Due to limited production, Fertilizer business team is exploring/focusing on enhancing trading activities for both bulks (subsidized) & non-bulk (non-subsidized) in the agri inputs sector thru retail outlets (COCO model) as well as thru dealer/wholesale network. Under PM-PRANAM program, we are promoting FOM (Fermented Organic Manure) under MDA scheme. Apart from this, company is supporting initiatives taken by DOF/fertilizer ministry/Agri dept like Namo Drone Didi scheme, PMKSK, PM-Kisaan Sangosthi, PM-PRANAM, DBT (PoS)etc.

5.2. Chemicals Business:

The chemicals industrys revenues grew at a CAGR of about 10.5 percent between fiscal years 2018 and 2024, compared to Indias GDP growth of around 9 percent during the same period. With industry revenue outpacing GDP growth, Indias chemicals industry has contributed to the countrys economic expansion. Despite dropping industry margins and the impact of macroeconomic pressures, revenue growth remains encouraging. The industry seems positioned as a relatively resilient, high-growth market garnering domestic as well the global demand.

Risk and concerns:

a. Most products are import substitutes and hence fierce competition from dominant foreign suppliers is a major threat.

b. Key raw materials and feedstock are purchased at import parity price and its availability from limited supplier base and at time almost single pre-dominant source operates as possible threat to profitable operations.

c. NBS support from time to time may not match with actual input costs hence may affect profitable operations.

d. Energy norms for fertilizers being prescribed without capital subsidy support increases further strain on resources is a source of major risk.

6. Internal control system, their adequacy and Risk Management:

The Company has an independent Internal Audit function with a well-established risk management framework. The scope and authority of the Internal Audit function are derived from the Internal Audit Charter approved by the Audit Committee.

The Company has engaged a reputable external firm to support the Internal Audit function for carrying out the Internal Audit reviews.

The Audit Committee meets every quarter to review and discuss the various Internal Audit reports and follow up action plans of past significant audit issues and compliance with the audit plan.

The Internal Financial Control framework of the company is subjected to review every year independently.

The Company has well-defined Enterprise Risk Management (ERM) framework in place which evolved over the years.

Risk Management:

Risks are identified proactively periodically considering inputs from external as well as internal factors along with risk mitigation plans. The company has well defined Governance Structure viz., from Board to Committee to Risk Management function.

Company has developed the digital risk management platform where through the mechanism of action taken reports, the identified mitigation plans are monitored for their execution / current status against their set target dates.

Risk Management Committee meeting takes place twice during the year wherein the framework as well as various risks are reviewed thoroughly. In addition to this, Risk Management Report covering various risks is put-up before the Board of Directors Meetings periodically for their review.

7. Operational & Financial performance

7.1. Operational Performance (Production):

The Company has achieved remarkable production performance during the year 2024-25. Day to day plant operations were closely reviewed and plant operations were optimized accordingly, to maximize profit. During the year, strategic optimization of various plant operations had to be done keeping in line with prices of raw materials so as to achieve cost reduction in all aspects.

Data lines:

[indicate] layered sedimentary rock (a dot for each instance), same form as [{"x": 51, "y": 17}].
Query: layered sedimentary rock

Exercise brief: Please reproduce the company report passage from "d. Energy norms" to "Internal Audit reviews.", word for word.

Result of the task:
d. Energy norms for fertilizers being prescribed without capital subsidy support increases further strain on resources is a source of major risk.

6. Internal control system, their adequacy and Risk Management:

The Company has an independent Internal Audit function with a well-established risk management framework. The scope and authority of the Internal Audit function are derived from the Internal Audit Charter approved by the Audit Committee.

The Company has engaged a reputable external firm to support the Internal Audit function for carrying out the Internal Audit reviews.